* **Stated exercise**
Can you put the listing below into a Markdown table with two columns, No. and Text, giving each line its own numbered row and leaving out any blank lines?

* **Material supplied**
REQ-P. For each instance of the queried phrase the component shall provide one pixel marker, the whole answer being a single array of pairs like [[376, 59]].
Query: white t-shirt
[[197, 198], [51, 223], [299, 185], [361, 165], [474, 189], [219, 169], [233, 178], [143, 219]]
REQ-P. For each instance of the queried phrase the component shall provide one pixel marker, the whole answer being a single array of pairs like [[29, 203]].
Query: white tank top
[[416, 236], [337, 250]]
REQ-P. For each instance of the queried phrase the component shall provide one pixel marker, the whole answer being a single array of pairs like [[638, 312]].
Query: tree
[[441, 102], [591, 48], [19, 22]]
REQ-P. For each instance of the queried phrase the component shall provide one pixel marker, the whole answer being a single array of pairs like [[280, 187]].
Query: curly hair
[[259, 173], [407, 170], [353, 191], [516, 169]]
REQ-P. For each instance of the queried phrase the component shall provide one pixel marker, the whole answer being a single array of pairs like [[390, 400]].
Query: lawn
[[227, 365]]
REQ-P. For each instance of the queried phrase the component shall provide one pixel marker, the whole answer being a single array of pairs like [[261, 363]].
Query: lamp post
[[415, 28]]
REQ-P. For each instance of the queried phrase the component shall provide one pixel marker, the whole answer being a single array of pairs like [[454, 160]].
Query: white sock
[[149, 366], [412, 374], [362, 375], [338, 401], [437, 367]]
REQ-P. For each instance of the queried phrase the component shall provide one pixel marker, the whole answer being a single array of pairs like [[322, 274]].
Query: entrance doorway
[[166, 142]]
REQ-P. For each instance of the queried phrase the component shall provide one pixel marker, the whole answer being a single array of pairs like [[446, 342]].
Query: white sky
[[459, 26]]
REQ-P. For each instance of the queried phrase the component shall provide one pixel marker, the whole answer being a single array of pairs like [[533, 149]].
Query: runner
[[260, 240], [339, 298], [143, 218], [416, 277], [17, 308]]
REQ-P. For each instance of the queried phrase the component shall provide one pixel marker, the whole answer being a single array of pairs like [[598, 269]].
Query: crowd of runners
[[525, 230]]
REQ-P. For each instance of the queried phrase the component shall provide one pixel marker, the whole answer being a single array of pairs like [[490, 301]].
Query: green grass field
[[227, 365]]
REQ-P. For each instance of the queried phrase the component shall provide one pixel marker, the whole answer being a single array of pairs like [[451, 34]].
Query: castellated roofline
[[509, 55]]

* **Final answer**
| No. | Text |
|---|---|
| 1 | REQ-P. For each instance of the queried phrase the component shall provide one pixel marker, the whole answer being a single array of pairs like [[376, 59]]. |
| 2 | Query: white t-shirt |
| 3 | [[197, 198], [51, 223], [299, 185], [361, 165], [474, 189], [219, 169], [233, 178], [143, 219]] |
| 4 | REQ-P. For each instance of the queried phrase the component shall provide one pixel marker, the whole answer being a single array of pairs like [[29, 203]]. |
| 5 | Query: white tank top |
| 6 | [[416, 236], [337, 250]] |
| 7 | REQ-P. For each instance of the queried phrase the component shall provide one pixel marker, the whole answer being a single array of pairs like [[638, 312]]. |
| 8 | Query: tree |
| 9 | [[441, 102], [591, 48], [19, 22]] |
| 10 | REQ-P. For each instance of the queried phrase the component shall provide one pixel marker, the whole answer being a single array of pairs like [[280, 187]]. |
| 11 | Query: curly hair |
| 12 | [[259, 173], [407, 170], [353, 191], [516, 169]] |
| 13 | REQ-P. For each instance of the queried phrase the component shall provide one pixel marker, the whole answer being a single array of pairs like [[390, 400]]. |
| 14 | Query: lawn |
| 15 | [[227, 365]] |
| 16 | REQ-P. For each instance of the queried phrase the component shall provide one pixel marker, the whole answer being a single array of pairs like [[261, 363]]. |
| 17 | Query: lamp post |
| 18 | [[415, 28]] |
| 19 | REQ-P. For each instance of the queried phrase the component shall provide one pixel marker, the whole answer being a single array of pairs like [[454, 160]]. |
| 20 | Query: white sock |
| 21 | [[149, 366], [412, 374], [362, 375], [338, 401], [437, 367]] |
| 22 | REQ-P. For each instance of the queried phrase the component shall provide one pixel marker, the whole answer being a single array of pairs like [[322, 274]]. |
| 23 | Query: entrance doorway |
| 24 | [[166, 142]] |
| 25 | REQ-P. For each instance of the queried phrase the component shall provide one pixel marker, the whole answer being a single array of pairs like [[446, 342]]. |
| 26 | Query: white sky |
| 27 | [[459, 26]] |
| 28 | REQ-P. For each instance of the queried phrase the component shall provide one pixel marker, the whole answer being a single array of pairs like [[533, 149]]. |
| 29 | Query: runner |
| 30 | [[260, 240], [339, 298], [143, 218], [416, 277], [17, 308]] |
| 31 | REQ-P. For each instance of the queried phrase the component shall provide one pixel marker, the whole answer being a single array of pairs like [[598, 269]]. |
| 32 | Query: crowd of runners |
| 33 | [[525, 230]] |
| 34 | REQ-P. For each instance of the queried phrase the component shall provide one pixel marker, the whole answer being a single array of pairs like [[490, 301]]. |
| 35 | Query: green grass field |
| 36 | [[227, 365]] |
| 37 | REQ-P. For each instance of the queried phrase the component shall provide one pixel marker, the whole answer being a single array of pairs like [[451, 34]]. |
| 38 | Query: castellated roofline |
| 39 | [[509, 55]] |